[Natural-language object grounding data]
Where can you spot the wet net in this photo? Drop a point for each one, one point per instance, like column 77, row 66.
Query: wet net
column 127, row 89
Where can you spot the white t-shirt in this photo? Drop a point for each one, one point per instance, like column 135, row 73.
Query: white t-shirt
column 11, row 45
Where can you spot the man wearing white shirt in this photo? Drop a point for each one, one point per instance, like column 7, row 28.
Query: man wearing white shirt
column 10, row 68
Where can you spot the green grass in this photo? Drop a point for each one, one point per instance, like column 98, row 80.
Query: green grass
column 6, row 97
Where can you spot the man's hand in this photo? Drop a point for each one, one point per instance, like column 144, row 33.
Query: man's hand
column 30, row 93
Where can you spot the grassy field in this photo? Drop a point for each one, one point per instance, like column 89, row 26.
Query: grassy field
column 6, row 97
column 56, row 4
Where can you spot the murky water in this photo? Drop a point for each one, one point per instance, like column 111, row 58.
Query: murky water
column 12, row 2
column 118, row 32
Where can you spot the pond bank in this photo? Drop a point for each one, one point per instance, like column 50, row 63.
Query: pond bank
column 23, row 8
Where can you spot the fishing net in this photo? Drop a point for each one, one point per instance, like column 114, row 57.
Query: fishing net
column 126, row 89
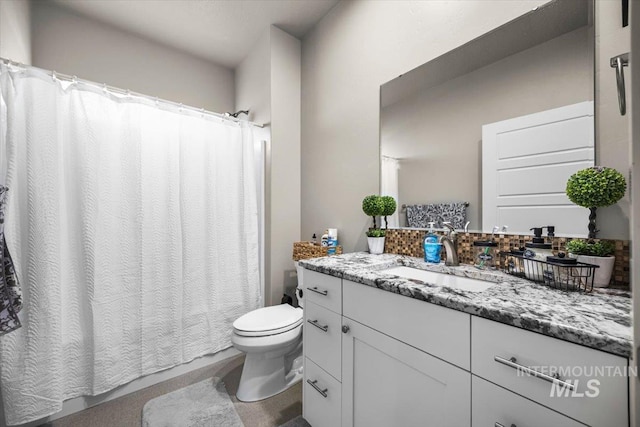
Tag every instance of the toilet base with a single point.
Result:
(263, 377)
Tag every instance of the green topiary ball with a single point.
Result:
(389, 205)
(596, 187)
(372, 205)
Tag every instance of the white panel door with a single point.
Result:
(526, 162)
(386, 382)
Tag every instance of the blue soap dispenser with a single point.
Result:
(431, 246)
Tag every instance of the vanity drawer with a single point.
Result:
(323, 290)
(494, 406)
(321, 395)
(502, 354)
(436, 330)
(322, 338)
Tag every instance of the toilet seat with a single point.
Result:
(266, 321)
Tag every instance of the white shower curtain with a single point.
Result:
(135, 235)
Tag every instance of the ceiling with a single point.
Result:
(221, 31)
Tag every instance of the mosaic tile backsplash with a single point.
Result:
(409, 242)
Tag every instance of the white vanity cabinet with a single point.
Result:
(322, 346)
(386, 382)
(597, 391)
(376, 358)
(389, 365)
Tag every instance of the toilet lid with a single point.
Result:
(268, 320)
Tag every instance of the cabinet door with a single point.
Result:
(388, 383)
(322, 338)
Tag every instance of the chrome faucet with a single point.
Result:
(450, 243)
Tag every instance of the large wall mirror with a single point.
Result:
(432, 121)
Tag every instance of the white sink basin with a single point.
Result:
(440, 279)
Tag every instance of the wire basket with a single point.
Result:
(568, 277)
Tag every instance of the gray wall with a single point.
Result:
(268, 83)
(15, 30)
(634, 16)
(75, 45)
(357, 47)
(437, 132)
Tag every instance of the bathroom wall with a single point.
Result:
(268, 83)
(15, 30)
(355, 48)
(76, 45)
(634, 17)
(443, 124)
(612, 129)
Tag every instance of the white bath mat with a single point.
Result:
(204, 404)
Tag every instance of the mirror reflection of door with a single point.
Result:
(432, 117)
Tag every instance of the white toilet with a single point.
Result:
(272, 339)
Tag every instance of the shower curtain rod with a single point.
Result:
(126, 92)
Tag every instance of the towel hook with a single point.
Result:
(619, 62)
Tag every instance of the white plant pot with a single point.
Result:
(603, 274)
(376, 245)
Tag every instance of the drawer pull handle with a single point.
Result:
(512, 363)
(318, 389)
(319, 291)
(324, 328)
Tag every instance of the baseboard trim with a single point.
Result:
(81, 403)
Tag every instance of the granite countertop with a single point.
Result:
(600, 319)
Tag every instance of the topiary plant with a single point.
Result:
(376, 232)
(582, 247)
(373, 206)
(389, 208)
(595, 187)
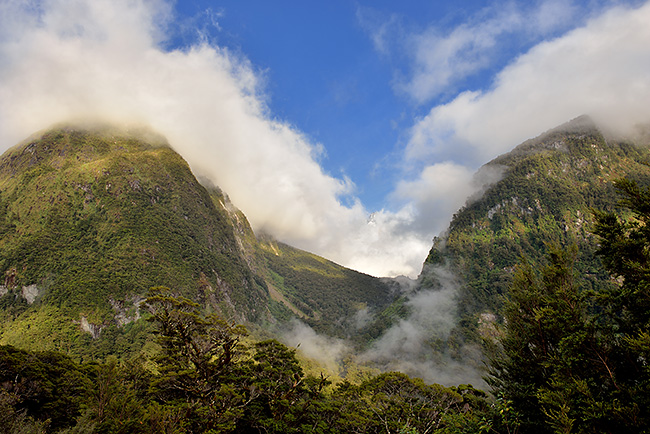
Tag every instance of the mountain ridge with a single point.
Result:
(90, 211)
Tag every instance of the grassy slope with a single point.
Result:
(94, 219)
(91, 219)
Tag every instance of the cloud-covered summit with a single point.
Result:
(120, 61)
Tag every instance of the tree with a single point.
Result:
(197, 362)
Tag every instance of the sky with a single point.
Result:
(351, 129)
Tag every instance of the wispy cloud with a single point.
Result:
(62, 60)
(439, 58)
(600, 69)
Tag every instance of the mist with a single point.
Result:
(106, 61)
(418, 344)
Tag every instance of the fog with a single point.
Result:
(107, 60)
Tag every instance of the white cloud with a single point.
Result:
(600, 69)
(443, 57)
(105, 59)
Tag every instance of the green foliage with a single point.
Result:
(574, 360)
(545, 195)
(205, 380)
(321, 292)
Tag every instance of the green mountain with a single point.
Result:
(547, 191)
(91, 218)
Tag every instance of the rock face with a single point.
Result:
(91, 218)
(549, 187)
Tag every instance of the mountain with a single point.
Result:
(92, 217)
(547, 191)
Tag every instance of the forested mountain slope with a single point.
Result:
(91, 218)
(546, 195)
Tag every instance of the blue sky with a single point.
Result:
(351, 129)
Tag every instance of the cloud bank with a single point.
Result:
(111, 60)
(63, 60)
(600, 69)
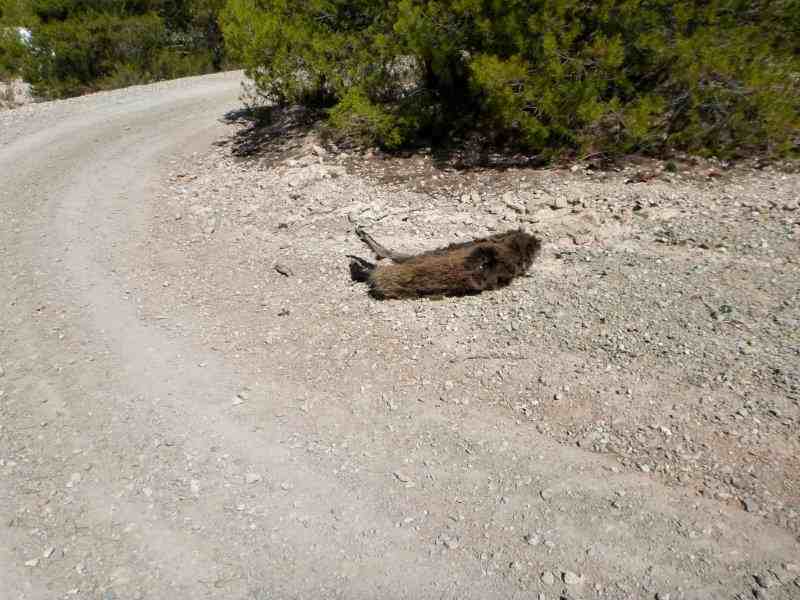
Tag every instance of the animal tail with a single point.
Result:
(360, 269)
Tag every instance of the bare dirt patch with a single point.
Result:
(661, 326)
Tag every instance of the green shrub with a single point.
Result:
(612, 76)
(79, 46)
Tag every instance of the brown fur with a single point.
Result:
(465, 268)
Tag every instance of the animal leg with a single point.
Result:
(360, 269)
(378, 250)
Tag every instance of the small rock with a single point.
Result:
(532, 539)
(401, 477)
(766, 580)
(511, 201)
(283, 269)
(749, 505)
(450, 543)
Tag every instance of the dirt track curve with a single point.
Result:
(138, 461)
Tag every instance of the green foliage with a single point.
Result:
(611, 76)
(79, 46)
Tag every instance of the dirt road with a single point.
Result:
(142, 457)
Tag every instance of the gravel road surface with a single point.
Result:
(180, 419)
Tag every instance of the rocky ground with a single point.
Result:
(14, 93)
(197, 402)
(661, 326)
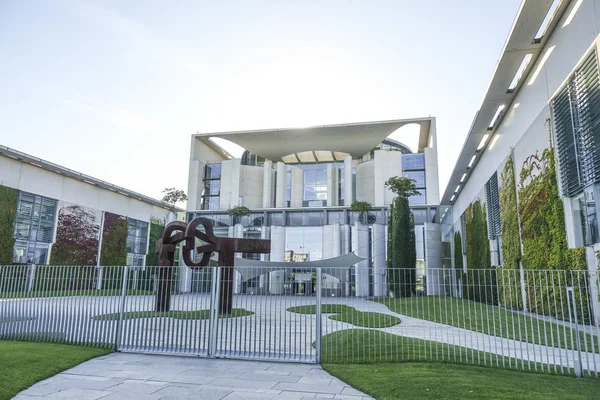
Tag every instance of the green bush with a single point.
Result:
(479, 282)
(402, 257)
(9, 199)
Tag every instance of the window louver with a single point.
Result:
(576, 110)
(493, 207)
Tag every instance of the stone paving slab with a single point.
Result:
(153, 377)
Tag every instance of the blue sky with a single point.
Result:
(111, 88)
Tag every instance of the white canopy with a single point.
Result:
(335, 266)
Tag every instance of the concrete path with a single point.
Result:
(153, 377)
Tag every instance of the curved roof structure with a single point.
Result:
(355, 139)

Aim of the exercise - Find every line in the records above that holds the word "shower", and copy each one.

Reply -
Tag every instance of the white shower curtain with a single point.
Tag every instance of the shower curtain rod with a single point.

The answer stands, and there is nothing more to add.